Stated task :: Scale the listing below from the line with "-- locate the black" to the line with "[125,76,172,122]", both ends included, by writing every line out again, requests too, with each box coordinate in the answers multiplied by 0.35 and rounded to a whole number, halves up. Return those lines alone.

Rows of box annotation data:
■ ■ ■ ■ ■
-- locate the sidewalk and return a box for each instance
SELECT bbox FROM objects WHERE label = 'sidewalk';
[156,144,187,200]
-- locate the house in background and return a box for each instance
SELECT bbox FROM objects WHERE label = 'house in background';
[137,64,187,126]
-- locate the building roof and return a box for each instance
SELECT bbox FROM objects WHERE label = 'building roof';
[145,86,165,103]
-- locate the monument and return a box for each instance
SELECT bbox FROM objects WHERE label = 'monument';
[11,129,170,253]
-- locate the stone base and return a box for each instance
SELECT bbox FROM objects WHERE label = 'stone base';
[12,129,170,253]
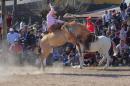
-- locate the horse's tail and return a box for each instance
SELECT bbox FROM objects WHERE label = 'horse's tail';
[112,41,118,56]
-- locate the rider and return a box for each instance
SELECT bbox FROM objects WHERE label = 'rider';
[86,17,95,33]
[47,4,64,32]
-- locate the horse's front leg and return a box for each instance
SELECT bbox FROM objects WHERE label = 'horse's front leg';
[77,44,84,69]
[40,47,52,70]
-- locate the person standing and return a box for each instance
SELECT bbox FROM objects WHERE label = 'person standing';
[86,17,95,33]
[120,0,127,20]
[7,28,20,46]
[47,4,64,32]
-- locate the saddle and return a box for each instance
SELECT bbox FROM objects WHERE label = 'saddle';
[48,23,64,32]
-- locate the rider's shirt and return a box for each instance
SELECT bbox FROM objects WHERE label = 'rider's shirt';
[47,13,64,28]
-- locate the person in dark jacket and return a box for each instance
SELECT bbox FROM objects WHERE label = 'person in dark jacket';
[120,0,127,20]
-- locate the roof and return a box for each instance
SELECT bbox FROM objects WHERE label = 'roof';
[64,7,119,18]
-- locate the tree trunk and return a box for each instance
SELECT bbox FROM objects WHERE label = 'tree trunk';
[1,0,7,40]
[12,0,17,25]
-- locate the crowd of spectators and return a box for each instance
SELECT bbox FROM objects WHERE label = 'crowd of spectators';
[0,0,130,66]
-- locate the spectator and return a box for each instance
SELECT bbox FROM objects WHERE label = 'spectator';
[47,4,64,32]
[120,0,127,20]
[116,40,129,54]
[20,20,25,30]
[126,27,130,46]
[86,17,95,33]
[103,10,111,28]
[9,39,23,64]
[112,33,120,45]
[7,14,12,28]
[126,4,130,26]
[119,25,126,41]
[7,28,20,46]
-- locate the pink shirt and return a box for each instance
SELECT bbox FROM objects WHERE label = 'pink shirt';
[47,11,64,28]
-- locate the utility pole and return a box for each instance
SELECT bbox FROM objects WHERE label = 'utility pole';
[1,0,7,40]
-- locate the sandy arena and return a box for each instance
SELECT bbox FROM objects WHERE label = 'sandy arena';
[0,64,130,86]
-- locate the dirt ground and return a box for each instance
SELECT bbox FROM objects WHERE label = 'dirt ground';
[0,65,130,86]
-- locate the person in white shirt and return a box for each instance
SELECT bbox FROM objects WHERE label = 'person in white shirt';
[7,28,20,46]
[116,40,129,55]
[103,10,110,28]
[119,25,127,41]
[20,21,25,30]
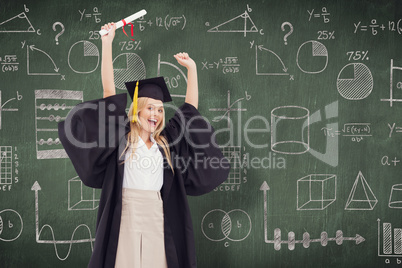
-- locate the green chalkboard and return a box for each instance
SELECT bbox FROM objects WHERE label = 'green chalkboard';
[0,0,402,267]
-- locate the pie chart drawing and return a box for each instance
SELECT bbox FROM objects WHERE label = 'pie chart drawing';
[336,63,374,100]
[113,53,146,89]
[296,40,328,74]
[68,41,100,74]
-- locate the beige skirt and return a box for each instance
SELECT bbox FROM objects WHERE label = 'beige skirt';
[115,188,167,268]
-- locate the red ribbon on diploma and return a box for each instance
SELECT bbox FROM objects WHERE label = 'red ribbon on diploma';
[121,19,135,41]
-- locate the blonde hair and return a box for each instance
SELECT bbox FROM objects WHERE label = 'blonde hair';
[120,97,174,172]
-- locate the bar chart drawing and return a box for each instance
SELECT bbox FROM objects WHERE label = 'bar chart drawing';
[0,146,13,185]
[377,219,402,257]
[221,146,242,184]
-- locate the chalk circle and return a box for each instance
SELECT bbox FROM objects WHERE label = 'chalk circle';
[271,106,310,154]
[336,63,374,100]
[201,209,231,242]
[0,209,23,242]
[201,209,251,242]
[67,40,100,74]
[296,40,328,74]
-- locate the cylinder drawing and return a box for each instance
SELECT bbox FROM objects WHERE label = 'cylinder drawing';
[271,106,310,154]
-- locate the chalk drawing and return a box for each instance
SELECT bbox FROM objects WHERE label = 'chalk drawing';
[31,181,95,261]
[260,181,365,251]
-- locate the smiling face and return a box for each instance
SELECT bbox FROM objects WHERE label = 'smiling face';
[138,98,164,134]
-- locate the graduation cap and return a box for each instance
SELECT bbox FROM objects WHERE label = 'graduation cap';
[125,76,172,123]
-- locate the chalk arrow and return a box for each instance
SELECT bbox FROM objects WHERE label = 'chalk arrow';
[260,181,366,250]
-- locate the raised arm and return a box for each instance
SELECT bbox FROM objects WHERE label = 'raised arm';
[174,53,198,109]
[101,23,116,98]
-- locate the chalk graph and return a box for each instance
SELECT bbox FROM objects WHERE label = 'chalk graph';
[0,146,13,184]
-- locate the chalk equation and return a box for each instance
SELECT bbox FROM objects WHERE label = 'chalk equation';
[307,7,331,23]
[78,7,102,23]
[353,19,402,36]
[0,55,19,73]
[321,123,373,142]
[135,14,187,32]
[201,57,240,74]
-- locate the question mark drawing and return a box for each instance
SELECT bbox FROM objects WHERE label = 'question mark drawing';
[281,21,293,45]
[53,22,64,45]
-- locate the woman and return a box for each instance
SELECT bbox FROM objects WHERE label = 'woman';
[59,24,230,268]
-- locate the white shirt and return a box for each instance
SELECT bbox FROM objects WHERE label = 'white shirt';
[123,136,163,191]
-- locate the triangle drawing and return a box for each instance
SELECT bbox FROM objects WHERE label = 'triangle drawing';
[345,171,378,210]
[0,12,36,33]
[208,11,258,36]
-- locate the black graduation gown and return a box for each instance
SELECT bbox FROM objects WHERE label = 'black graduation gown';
[58,93,230,268]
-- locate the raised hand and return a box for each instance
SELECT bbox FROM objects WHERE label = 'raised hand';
[173,52,196,69]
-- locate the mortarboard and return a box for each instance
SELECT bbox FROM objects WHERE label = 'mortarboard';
[125,76,172,122]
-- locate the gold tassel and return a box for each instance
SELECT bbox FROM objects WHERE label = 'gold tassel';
[132,81,140,123]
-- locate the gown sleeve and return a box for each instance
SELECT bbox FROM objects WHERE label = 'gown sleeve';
[58,94,128,188]
[165,103,230,195]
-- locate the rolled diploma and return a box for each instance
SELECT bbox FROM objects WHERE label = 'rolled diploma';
[99,9,147,35]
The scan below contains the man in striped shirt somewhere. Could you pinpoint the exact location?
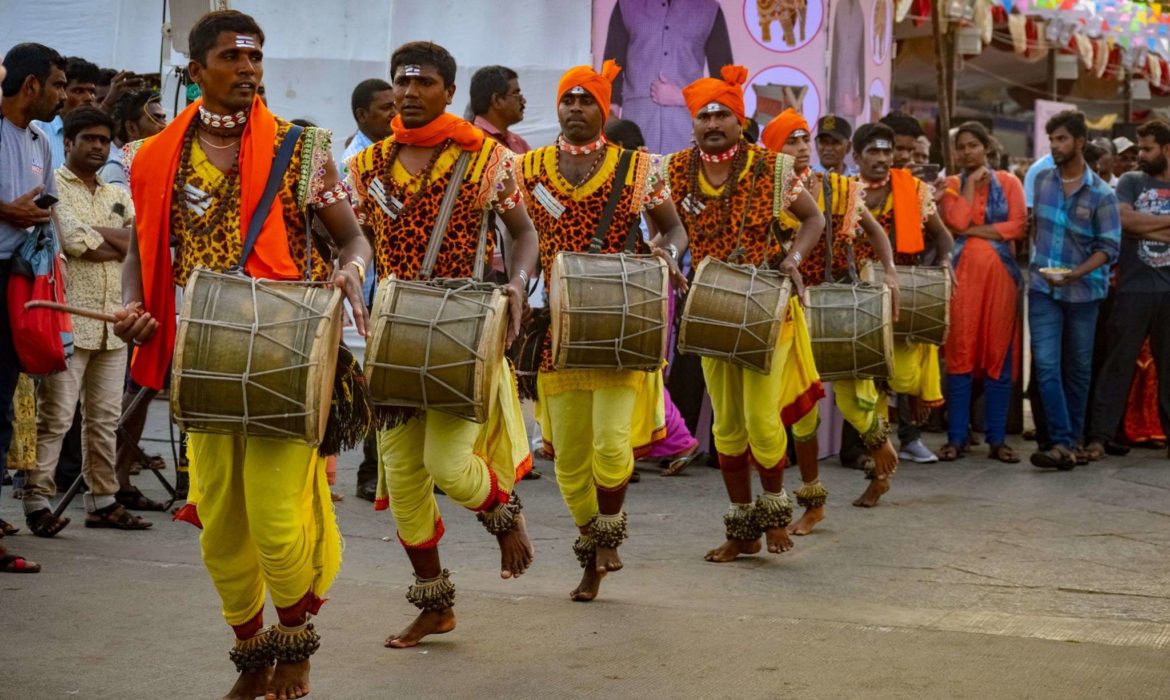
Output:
[1028,110,1121,469]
■ ■ ■ ■ ■
Answer to the exercise ::
-- locate the black graduation gown and return a box for each instance
SELECT bbox FROM objects WHERE label = 'black graduation gown';
[20,33,81,94]
-- locate the raised hand and return a box for each instance
SELECT bbox FROM objects WHERE label = 'raised hand';
[61,18,69,24]
-- locate the mortarboard and return a box for each instance
SELECT bbox FROM objects WHERE label = 'mortarboard';
[44,27,60,43]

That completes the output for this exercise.